Short task >>
Rewrite the listing below, changing "instance" to "occurrence" wherever it occurs and leaving everything else as it is.

Given information >>
****************

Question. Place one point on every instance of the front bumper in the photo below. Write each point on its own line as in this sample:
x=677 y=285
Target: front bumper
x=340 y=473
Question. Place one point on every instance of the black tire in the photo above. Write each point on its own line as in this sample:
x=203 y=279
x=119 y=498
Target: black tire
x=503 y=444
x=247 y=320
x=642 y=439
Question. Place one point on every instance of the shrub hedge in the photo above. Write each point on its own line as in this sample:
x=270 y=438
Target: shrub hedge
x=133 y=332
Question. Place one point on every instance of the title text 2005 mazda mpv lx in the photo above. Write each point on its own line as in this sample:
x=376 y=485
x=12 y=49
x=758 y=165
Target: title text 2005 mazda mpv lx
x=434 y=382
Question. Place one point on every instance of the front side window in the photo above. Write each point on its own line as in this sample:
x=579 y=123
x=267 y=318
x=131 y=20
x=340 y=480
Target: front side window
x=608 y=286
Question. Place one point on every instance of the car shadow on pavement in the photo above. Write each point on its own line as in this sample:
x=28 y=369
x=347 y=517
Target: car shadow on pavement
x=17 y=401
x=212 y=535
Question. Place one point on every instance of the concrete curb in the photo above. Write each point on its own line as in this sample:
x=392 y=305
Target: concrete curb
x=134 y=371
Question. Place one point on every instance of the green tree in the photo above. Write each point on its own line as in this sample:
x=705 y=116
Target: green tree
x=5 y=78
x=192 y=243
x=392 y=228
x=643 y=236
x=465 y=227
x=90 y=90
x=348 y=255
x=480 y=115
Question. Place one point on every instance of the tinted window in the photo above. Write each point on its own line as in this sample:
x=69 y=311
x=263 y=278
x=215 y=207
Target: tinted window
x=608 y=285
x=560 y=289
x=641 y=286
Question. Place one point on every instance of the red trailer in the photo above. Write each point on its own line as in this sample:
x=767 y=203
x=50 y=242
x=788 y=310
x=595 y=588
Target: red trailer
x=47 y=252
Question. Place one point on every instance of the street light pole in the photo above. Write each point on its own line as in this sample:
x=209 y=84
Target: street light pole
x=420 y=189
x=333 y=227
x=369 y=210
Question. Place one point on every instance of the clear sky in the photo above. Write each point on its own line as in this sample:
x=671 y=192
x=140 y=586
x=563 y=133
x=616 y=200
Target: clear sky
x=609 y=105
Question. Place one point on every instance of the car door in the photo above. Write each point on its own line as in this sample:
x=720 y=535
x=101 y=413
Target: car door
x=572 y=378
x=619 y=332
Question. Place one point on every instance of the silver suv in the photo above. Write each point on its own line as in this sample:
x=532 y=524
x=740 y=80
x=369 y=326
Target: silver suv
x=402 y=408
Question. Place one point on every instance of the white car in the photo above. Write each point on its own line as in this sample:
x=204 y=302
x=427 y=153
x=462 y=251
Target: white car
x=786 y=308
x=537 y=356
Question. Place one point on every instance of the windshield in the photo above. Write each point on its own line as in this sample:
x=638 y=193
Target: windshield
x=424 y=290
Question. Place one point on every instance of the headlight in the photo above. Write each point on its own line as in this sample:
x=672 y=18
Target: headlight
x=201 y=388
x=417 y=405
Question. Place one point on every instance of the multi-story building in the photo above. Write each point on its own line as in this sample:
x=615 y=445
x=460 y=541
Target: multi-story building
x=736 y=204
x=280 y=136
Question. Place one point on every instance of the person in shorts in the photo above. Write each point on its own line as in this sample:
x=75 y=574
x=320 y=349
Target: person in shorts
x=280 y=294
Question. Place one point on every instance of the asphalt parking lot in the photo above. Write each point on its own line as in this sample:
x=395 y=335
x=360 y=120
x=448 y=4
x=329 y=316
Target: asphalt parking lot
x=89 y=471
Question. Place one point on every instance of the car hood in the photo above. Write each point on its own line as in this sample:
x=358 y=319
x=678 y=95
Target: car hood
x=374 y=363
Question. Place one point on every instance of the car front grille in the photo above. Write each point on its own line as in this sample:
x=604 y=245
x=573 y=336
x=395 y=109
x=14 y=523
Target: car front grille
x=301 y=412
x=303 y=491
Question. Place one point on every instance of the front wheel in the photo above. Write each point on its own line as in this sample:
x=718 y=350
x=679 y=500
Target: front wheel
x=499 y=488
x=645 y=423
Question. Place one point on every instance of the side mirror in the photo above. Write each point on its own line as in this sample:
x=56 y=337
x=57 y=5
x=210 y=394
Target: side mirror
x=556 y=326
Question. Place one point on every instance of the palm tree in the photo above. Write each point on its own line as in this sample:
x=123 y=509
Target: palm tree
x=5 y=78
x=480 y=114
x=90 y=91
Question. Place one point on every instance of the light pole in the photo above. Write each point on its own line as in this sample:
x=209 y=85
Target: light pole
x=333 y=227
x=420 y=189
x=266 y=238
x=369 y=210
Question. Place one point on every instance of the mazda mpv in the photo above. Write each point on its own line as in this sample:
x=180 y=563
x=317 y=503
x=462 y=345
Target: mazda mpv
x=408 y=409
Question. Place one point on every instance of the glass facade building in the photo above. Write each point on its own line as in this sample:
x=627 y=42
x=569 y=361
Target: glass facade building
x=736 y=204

****************

Response to this exercise >>
Question. Place one point on every occurrence of the front bumper in the photo below. Write each point on its own line as in this sample:
x=677 y=285
Target: front bumper
x=340 y=473
Question. Place one point on every occurrence of the black tire in the photo above. Write each point on its own line as in this sample:
x=203 y=279
x=119 y=498
Target: black tire
x=503 y=444
x=247 y=320
x=642 y=439
Question. Place one point on every occurrence of the shrub hedge in the photo above. Write each point on its own line as in this sample:
x=270 y=438
Target: shrub hedge
x=133 y=332
Question. Place one point on every occurrence of the title text 2005 mazda mpv lx in the photo above. Write each point on its own line as in this sample:
x=376 y=485
x=12 y=49
x=758 y=165
Target: title text 2005 mazda mpv lx
x=434 y=382
Question. Place one point on every occurrence of the front side window in the photo above. Write each point on its own line as in this sample:
x=579 y=123
x=267 y=318
x=131 y=20
x=340 y=480
Target: front side window
x=608 y=286
Question. Place one point on every occurrence of the car shadow on pavement in the photo above. Write each point on its own line as in this sample:
x=28 y=369
x=347 y=517
Target: car shadow on pavement
x=17 y=401
x=212 y=535
Question. Place one point on every occurrence of the concrete curb in the photo above. Write each point on its own line as in this sample:
x=392 y=305
Target: concrete curb
x=134 y=371
Question. Place one point on every occurrence of the green tree in the photo above. Write each point on its own line as in this sample:
x=705 y=116
Target: green tree
x=5 y=78
x=192 y=243
x=392 y=228
x=643 y=236
x=465 y=227
x=90 y=90
x=348 y=255
x=480 y=115
Question. Place one point on every occurrence of the tinted window in the photo above. Write each point on its own line as in this sample:
x=69 y=311
x=263 y=278
x=215 y=207
Target: tinted window
x=608 y=285
x=560 y=289
x=641 y=286
Question. Place one point on every occurrence of the red trailer in the photo above. Write each point on its own line as in this sample:
x=767 y=203
x=50 y=242
x=788 y=310
x=595 y=588
Target: red trailer
x=47 y=252
Question. Place one point on every occurrence of the street light pole in the photo above. Write each point on its own line as in this sample:
x=209 y=84
Target: street light pole
x=420 y=189
x=333 y=227
x=369 y=210
Question. Place one point on every occurrence of the clear sky in the photo above. Write each point on its own line as in this sample:
x=671 y=192
x=140 y=586
x=563 y=133
x=616 y=200
Target: clear sky
x=609 y=105
Question. Place one point on every occurrence of the car door in the photo above. Write each point on its own line as in this sample:
x=720 y=535
x=101 y=413
Target: car door
x=572 y=378
x=619 y=332
Question. Place one point on every occurrence of the silver suv in the photo above. Write each point on its own line as in this sample:
x=532 y=524
x=740 y=80
x=369 y=326
Target: silver suv
x=402 y=408
Question. Place one point on every occurrence of the white car in the photo above. Write each point on its own line as in this sample:
x=204 y=302
x=427 y=153
x=462 y=251
Target: white car
x=786 y=308
x=537 y=356
Question. Place one point on every occurrence of the windshield in the photo above. Write each point on its own line as in this sample:
x=638 y=193
Target: windshield
x=424 y=290
Question. Place one point on every occurrence of the headlight in the photo above. Write each point on its own line as in this sample:
x=672 y=18
Target: headlight
x=201 y=388
x=417 y=405
Question. Place one point on every occurrence of the multi-story building in the photo above. Write each point on its own line as in this sample:
x=615 y=445
x=460 y=541
Target: multi-story building
x=736 y=204
x=280 y=136
Question. Place one point on every occurrence of the person in shorts in the photo above. Write each point on its own line as in this sample:
x=75 y=574
x=320 y=349
Target: person in shorts
x=280 y=294
Question. Place one point on every occurrence of the asphalt parking lot in the photo above. Write each point on its own line as in this sample:
x=395 y=335
x=360 y=120
x=448 y=4
x=329 y=316
Target: asphalt parking lot
x=89 y=471
Question. Place one point on every occurrence of the car hood in the photo above. Write each point on its own line as in this sample:
x=358 y=319
x=678 y=95
Target: car hood
x=374 y=363
Question. Place one point on every occurrence of the car front grille in the photo above. Write each point on its own line as in this sample:
x=604 y=245
x=573 y=336
x=395 y=109
x=14 y=523
Target: car front grille
x=301 y=412
x=303 y=491
Question. Place one point on every occurrence of the front wheel in the photo above. Write each point on its own line as in this sample:
x=718 y=350
x=679 y=500
Target: front wheel
x=499 y=488
x=645 y=423
Question. Place one point on every occurrence of the side mirror in the photo above. Write each point on its own line as in this sample:
x=56 y=337
x=57 y=5
x=210 y=394
Target: side mirror
x=556 y=326
Question. Place one point on every occurrence of the palm tree in the photo above. Write each point on its own line as in this sample:
x=123 y=509
Target: palm tree
x=5 y=78
x=480 y=114
x=90 y=91
Question. Place one point on every occurrence of the light pole in the photo above. Write each point on its own line as in this sample:
x=209 y=85
Target: light pole
x=333 y=227
x=420 y=189
x=266 y=238
x=369 y=210
Question. Place one point on every occurrence of the mazda mpv in the photo above. Write each point on its own line as in this sample:
x=180 y=563
x=317 y=503
x=462 y=345
Target: mazda mpv
x=408 y=409
Question. Place one point on every occurrence of the glass facade building in the photo above. Write each point on its own line as in this sample:
x=627 y=42
x=569 y=361
Target: glass facade building
x=736 y=204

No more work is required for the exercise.